図書紹介『メートル法と日本の近代化 田中館愛橘と原敬が描いた未来』吉田春雄著、現代書館

メートル法と日本の近代化 本書は、盛岡藩出身の物理学者・田中舘愛橘の生涯を、日本の近代化を推し進めるために、産業や社会生活の基礎となる度量衡の単位をメートル法に統一する活動を縦軸に、盟友である原敬との友情と助け合いを横軸に織りなして描いた物語。

 尺貫法やヤード・ポンド法などさまざまな単位系が用いられていた明治時代に、田中館愛橘はメートル法統一に力を尽くした。

 日露戦争時、陸軍がメートル法を用い、海軍がヤード・ポンド法を使うという度量衡の単位の混在が弾薬不足を招いていた。

 地球物理学を学ぶ過程で測地点を表す単位系としてメートル法を学び、その合理性と普遍性を理解していた田中舘愛橘は、日本の近代化のためには単位の統一の必要性を痛感し、陸海軍、そして伝統建築を担う宮大工の説得に乗り出した。

表示された情報 ::
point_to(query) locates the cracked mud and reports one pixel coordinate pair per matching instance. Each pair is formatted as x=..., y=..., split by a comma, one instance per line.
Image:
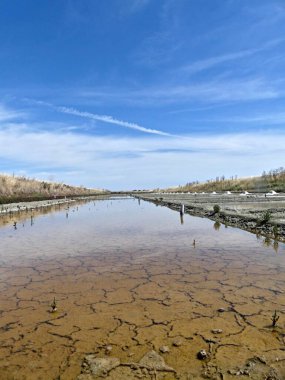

やること ::
1: 選んだ文章によると、日露戦争のとき陸軍が使っていた単位は何ですか。
2: 選んだ文章の「図書紹介『メートル法と日本の」から「ートル法統一に力を尽くした。」までを、一字も変えずに打ち直してください。
3: 選んだ文章に名前が出てくる単位系を、すべて挙げてください。
データは選んだ文章とは関係のない別の資料です。

それぞれの答え ::
1: メートル法です。

2:
図書紹介『メートル法と日本の近代化 田中館愛橘と原敬が描いた未来』吉田春雄著、現代書館

メートル法と日本の近代化 本書は、盛岡藩出身の物理学者・田中舘愛橘の生涯を、日本の近代化を推し進めるために、産業や社会生活の基礎となる度量衡の単位をメートル法に統一する活動を縦軸に、盟友である原敬との友情と助け合いを横軸に織りなして描いた物語。

 尺貫法やヤード・ポンド法などさまざまな単位系が用いられていた明治時代に、田中館愛橘はメートル法統一に力を尽くした。

3: 尺貫法、ヤード・ポンド法、メートル法